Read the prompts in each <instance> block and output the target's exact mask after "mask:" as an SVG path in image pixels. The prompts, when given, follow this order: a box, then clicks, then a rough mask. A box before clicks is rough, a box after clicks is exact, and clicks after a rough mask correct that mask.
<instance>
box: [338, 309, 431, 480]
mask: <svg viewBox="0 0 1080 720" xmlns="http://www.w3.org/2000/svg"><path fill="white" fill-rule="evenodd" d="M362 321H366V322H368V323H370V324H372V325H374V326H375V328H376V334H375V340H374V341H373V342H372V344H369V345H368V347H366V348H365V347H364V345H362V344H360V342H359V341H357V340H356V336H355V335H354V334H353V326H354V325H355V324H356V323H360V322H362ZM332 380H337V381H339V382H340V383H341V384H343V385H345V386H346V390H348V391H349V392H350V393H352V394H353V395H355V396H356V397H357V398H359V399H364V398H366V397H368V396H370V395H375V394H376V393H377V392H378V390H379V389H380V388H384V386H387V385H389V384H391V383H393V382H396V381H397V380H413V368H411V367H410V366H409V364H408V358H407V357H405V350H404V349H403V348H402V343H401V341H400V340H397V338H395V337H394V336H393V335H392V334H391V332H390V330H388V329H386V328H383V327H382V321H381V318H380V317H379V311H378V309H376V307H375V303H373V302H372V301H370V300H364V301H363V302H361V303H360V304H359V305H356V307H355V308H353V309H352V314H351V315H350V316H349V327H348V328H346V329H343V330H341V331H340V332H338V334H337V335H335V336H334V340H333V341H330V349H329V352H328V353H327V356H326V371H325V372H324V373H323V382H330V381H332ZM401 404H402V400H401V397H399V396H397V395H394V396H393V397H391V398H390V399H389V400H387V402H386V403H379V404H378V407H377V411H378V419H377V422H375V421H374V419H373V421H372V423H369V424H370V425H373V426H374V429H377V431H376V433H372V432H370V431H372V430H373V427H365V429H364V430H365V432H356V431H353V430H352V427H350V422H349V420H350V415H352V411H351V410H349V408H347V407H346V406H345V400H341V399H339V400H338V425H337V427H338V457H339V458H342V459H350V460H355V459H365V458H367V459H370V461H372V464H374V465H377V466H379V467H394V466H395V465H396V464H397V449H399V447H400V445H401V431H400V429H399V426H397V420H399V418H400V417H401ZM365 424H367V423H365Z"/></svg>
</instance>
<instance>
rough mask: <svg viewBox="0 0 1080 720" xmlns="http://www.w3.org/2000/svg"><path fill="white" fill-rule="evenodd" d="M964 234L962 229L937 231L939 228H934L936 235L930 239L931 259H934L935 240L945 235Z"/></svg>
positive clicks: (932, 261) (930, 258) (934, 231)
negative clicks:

WHAT IS REQUIRED
Copy the entries word for word, from their very start through the line containing "box: [338, 309, 431, 480]", with both ends included.

OUTPUT BELOW
Read the prompts in each <instance> block and output the target's exact mask after "mask:" as an SVG path in image pixels. The prompts, when given, follow this order: a box, then clicks, then a rough mask. A box before clicks is rough, a box after clicks is exact, and clicks after a rough mask correct that mask.
<instance>
box: [338, 309, 431, 480]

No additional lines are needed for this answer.